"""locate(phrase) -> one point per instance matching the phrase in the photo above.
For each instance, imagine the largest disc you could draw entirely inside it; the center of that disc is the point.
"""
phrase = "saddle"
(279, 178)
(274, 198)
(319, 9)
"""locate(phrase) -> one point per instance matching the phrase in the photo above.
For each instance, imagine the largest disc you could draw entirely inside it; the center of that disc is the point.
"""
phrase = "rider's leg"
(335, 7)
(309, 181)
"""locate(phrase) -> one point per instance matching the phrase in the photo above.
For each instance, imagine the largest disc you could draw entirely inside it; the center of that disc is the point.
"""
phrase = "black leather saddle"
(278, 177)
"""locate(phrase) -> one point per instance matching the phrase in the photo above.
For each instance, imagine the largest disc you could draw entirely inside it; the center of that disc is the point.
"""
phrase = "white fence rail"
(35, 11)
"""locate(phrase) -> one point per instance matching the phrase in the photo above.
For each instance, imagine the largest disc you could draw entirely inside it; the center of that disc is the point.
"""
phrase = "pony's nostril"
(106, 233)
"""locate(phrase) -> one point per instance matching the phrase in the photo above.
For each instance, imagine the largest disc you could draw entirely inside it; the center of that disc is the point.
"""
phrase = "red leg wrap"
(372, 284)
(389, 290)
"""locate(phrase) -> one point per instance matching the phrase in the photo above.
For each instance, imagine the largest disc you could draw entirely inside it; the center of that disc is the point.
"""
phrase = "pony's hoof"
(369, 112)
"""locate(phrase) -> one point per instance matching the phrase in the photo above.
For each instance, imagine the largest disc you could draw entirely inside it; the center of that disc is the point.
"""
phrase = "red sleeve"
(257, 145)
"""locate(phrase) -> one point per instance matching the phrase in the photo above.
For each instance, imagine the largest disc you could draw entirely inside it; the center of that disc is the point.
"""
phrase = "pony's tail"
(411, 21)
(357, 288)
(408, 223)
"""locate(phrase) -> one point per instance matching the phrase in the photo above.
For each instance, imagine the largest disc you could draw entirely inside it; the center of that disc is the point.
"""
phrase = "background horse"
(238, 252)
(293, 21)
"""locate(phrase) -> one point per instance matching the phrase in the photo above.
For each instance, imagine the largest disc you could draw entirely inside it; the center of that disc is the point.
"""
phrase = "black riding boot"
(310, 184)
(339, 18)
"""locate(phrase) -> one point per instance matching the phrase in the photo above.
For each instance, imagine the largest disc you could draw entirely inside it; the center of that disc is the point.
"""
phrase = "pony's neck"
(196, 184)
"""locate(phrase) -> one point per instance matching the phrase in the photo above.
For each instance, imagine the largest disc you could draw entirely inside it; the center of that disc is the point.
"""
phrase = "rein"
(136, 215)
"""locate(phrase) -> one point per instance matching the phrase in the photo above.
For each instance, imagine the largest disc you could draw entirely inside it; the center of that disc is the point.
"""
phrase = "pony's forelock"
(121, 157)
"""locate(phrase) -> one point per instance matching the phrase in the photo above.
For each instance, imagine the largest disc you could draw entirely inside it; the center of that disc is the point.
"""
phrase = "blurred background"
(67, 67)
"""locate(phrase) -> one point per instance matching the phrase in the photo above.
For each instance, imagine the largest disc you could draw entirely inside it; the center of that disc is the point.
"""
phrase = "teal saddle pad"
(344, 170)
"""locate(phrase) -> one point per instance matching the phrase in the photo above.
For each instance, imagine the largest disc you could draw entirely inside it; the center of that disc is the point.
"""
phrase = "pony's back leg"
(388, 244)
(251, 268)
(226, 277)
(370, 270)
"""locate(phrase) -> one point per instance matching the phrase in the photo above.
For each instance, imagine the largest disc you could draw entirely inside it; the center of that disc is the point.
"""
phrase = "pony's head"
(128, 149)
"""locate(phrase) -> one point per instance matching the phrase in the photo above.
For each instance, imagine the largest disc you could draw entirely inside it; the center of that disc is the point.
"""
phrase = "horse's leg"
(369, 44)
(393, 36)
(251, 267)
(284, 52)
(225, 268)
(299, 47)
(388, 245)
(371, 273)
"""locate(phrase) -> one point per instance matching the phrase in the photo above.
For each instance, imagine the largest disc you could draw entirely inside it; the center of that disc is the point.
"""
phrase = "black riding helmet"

YOUR TASK> Set all of the records down again, exactly as they stand.

ANSWER>
"""locate(phrase) -> one point per instance matching the phrase in the photo above.
For each instance, imagine the largest disc you could draw entirely inside it; the center of that disc is the point.
"""
phrase = "saddle"
(279, 178)
(274, 198)
(319, 9)
"""locate(phrase) -> one point per instance matching the phrase in the photo above.
For each instance, imagine the largest disc you could draw entirely inside it; the center of that disc is the point.
"""
phrase = "rider's leg"
(335, 7)
(309, 181)
"""locate(phrase) -> one point per instance matching the phrase in the photo above.
For each instance, imagine the largest disc you could draw entirely inside it; the center of that disc is the point.
"""
phrase = "black leather saddle"
(278, 177)
"""locate(phrase) -> one point per instance matching the phrase in the photo above.
For each instance, imagine the largest disc you could draw entirely inside it; the center of that disc is the point.
"""
phrase = "white fence rail"
(35, 11)
"""locate(phrase) -> one point per instance matching the phrase in the photo above.
For each instance, imagine the largest disc you could draw entirely inside it; the center of that disc is the point.
"""
phrase = "pony's nostril"
(106, 233)
"""locate(phrase) -> one point per instance matching the phrase in the photo above.
For each instance, imagine the largest disc you could draw entirely inside it; the center of that disc is the point.
"""
phrase = "red leg wrap"
(372, 284)
(389, 290)
"""locate(phrase) -> one point per instance matching the phrase in the photo above.
For each instance, imagine the largest disc you could draw entirely inside it; the center of that disc is the point.
"""
phrase = "pony's hoof"
(369, 112)
"""locate(phrase) -> one point per instance matching the phrase in the photo above.
For each instance, imagine the largest disc you could draw entirely inside it; the center of that disc is the point.
"""
phrase = "red sleeve"
(257, 145)
"""locate(phrase) -> one point per instance matching the phrase in the photo above.
For each instance, imagine the largest disc you could draw entirely inside it; the center of that disc is the point.
"""
phrase = "pony's tail"
(411, 21)
(357, 288)
(408, 223)
"""locate(phrase) -> one point per instance matching the phrase in the photo above.
For each instance, imagine the largest disc you could draw entirely inside it; the center of that disc is the point.
"""
phrase = "background horse"
(238, 252)
(293, 21)
"""locate(phrase) -> one point per instance matching the phrase in the photo above.
For each instance, imagine the largest disc you could draw entirely inside it; the center of that disc is the point.
"""
phrase = "black riding boot"
(310, 184)
(339, 18)
"""locate(phrase) -> one point per instance matching the phrase in the photo above.
For each instance, imagine the largest disc you could draw entirely inside it; the center of that disc is the point.
"""
phrase = "pony's neck"
(196, 184)
"""locate(phrase) -> one point per instance matching the phrase in the photo above.
For each instance, imagine the largest disc you could draw entirely inside it; the center of that disc is the point.
"""
phrase = "rein"
(136, 215)
"""locate(phrase) -> one point per instance matching the phrase in the photo above.
For each instance, imagine the largest disc you could draw entirely inside it; the center of that disc is the point.
"""
phrase = "pony's forelock"
(121, 157)
"""locate(phrase) -> one point per instance matching the phrase in the photo above.
For each instance, imagine the largest disc you could draw entirely inside it; the center of that disc is the point.
"""
phrase = "blurred background"
(67, 67)
"""locate(phrase) -> one point per instance matching the phrase in the photo above.
For each instance, imagine the largest disc you could draw entirely inside it; the center of that disc is the point.
"""
phrase = "teal saddle pad"
(344, 170)
"""locate(phrase) -> one point per instance matching the phrase in the photo above.
For each instance, imagine the largest disc you could draw entirely inside it; the center of that disc is the point.
"""
phrase = "pony's back leg"
(388, 244)
(251, 268)
(226, 277)
(370, 270)
"""locate(phrase) -> one point per instance matching the phrase in the photo above.
For each instance, imagine the largest disc you could draw entirely inside it; the center of that disc is the point.
"""
phrase = "pony's head"
(128, 149)
"""locate(phrase) -> one point per instance matching the phrase in the photo above.
For each instance, imagine the largest disc you could draw entirely inside it; the center of that disc is the point.
"""
phrase = "horse's leg"
(369, 44)
(393, 36)
(251, 267)
(284, 52)
(225, 268)
(299, 47)
(388, 245)
(371, 273)
"""locate(phrase) -> one point per instance matching the phrase in the photo above.
For each instance, imagine the largest disc you could draw entirely inside it; the center of that disc is the point.
"""
phrase = "black riding helmet"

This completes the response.